**What to produce:** Could you set down all of the data again, exactly as it stands?

== Data ==

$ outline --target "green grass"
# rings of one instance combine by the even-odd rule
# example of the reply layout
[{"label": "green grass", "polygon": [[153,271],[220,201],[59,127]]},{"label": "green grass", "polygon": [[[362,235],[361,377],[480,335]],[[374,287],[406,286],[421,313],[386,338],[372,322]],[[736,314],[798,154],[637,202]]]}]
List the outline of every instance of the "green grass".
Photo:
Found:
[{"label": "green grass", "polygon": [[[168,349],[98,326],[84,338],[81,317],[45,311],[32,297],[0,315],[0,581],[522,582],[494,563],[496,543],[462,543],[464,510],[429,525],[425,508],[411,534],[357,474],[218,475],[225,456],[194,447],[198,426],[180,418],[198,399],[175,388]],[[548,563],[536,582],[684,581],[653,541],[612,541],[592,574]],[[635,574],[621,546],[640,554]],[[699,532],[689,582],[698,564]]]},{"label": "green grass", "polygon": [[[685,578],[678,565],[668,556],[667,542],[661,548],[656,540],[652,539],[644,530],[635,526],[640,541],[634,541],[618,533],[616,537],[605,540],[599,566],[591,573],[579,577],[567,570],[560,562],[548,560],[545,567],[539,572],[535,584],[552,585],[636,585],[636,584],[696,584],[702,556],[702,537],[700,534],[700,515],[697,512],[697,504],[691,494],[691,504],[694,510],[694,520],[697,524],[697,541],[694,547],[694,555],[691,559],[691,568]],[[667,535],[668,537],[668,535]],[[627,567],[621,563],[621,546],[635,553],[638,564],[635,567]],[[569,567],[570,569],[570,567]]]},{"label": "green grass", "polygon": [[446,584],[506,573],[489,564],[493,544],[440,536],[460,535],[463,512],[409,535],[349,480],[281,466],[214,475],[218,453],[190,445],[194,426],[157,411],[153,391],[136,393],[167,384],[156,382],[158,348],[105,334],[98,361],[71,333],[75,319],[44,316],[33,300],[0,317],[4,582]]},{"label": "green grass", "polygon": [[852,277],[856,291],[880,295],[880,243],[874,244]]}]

===

**Final answer:**
$ outline --target "green grass"
# rings of one instance combine by the even-odd rule
# example of the reply layout
[{"label": "green grass", "polygon": [[153,271],[220,201],[59,127]]},{"label": "green grass", "polygon": [[[362,235],[361,377],[480,335]],[[374,287],[406,286],[421,313],[386,338],[372,322]],[[736,314],[798,154],[637,202]]]}]
List the outline of every instance of the "green grass".
Photo:
Found:
[{"label": "green grass", "polygon": [[[168,349],[98,326],[84,338],[81,317],[45,311],[32,297],[0,315],[0,581],[522,582],[494,563],[496,543],[462,543],[464,510],[429,525],[425,508],[411,534],[357,474],[218,475],[225,456],[194,447],[198,426],[180,418],[198,399],[175,388]],[[548,563],[536,582],[684,581],[653,541],[612,541],[592,574]],[[635,574],[621,546],[640,554]],[[699,532],[689,582],[698,564]]]},{"label": "green grass", "polygon": [[[685,578],[678,565],[668,556],[667,542],[661,548],[656,540],[652,539],[644,530],[635,526],[640,541],[634,541],[618,533],[616,537],[605,540],[599,566],[591,573],[579,577],[567,570],[560,562],[548,560],[545,567],[539,572],[535,584],[552,585],[636,585],[636,584],[696,584],[702,556],[702,537],[700,534],[700,515],[697,512],[697,504],[691,494],[691,504],[694,510],[694,520],[697,524],[697,541],[694,547],[694,555],[691,559],[691,568]],[[667,535],[668,537],[668,535]],[[627,567],[621,563],[621,546],[635,553],[638,564],[635,567]],[[569,567],[570,569],[570,567]]]},{"label": "green grass", "polygon": [[446,584],[506,573],[489,564],[493,544],[440,536],[460,535],[463,512],[409,535],[349,480],[281,466],[214,475],[218,453],[190,445],[194,426],[157,411],[153,391],[136,393],[167,384],[156,382],[158,348],[105,334],[98,361],[71,333],[75,319],[44,316],[33,300],[0,317],[4,582]]},{"label": "green grass", "polygon": [[852,277],[856,291],[880,295],[880,243],[874,244]]}]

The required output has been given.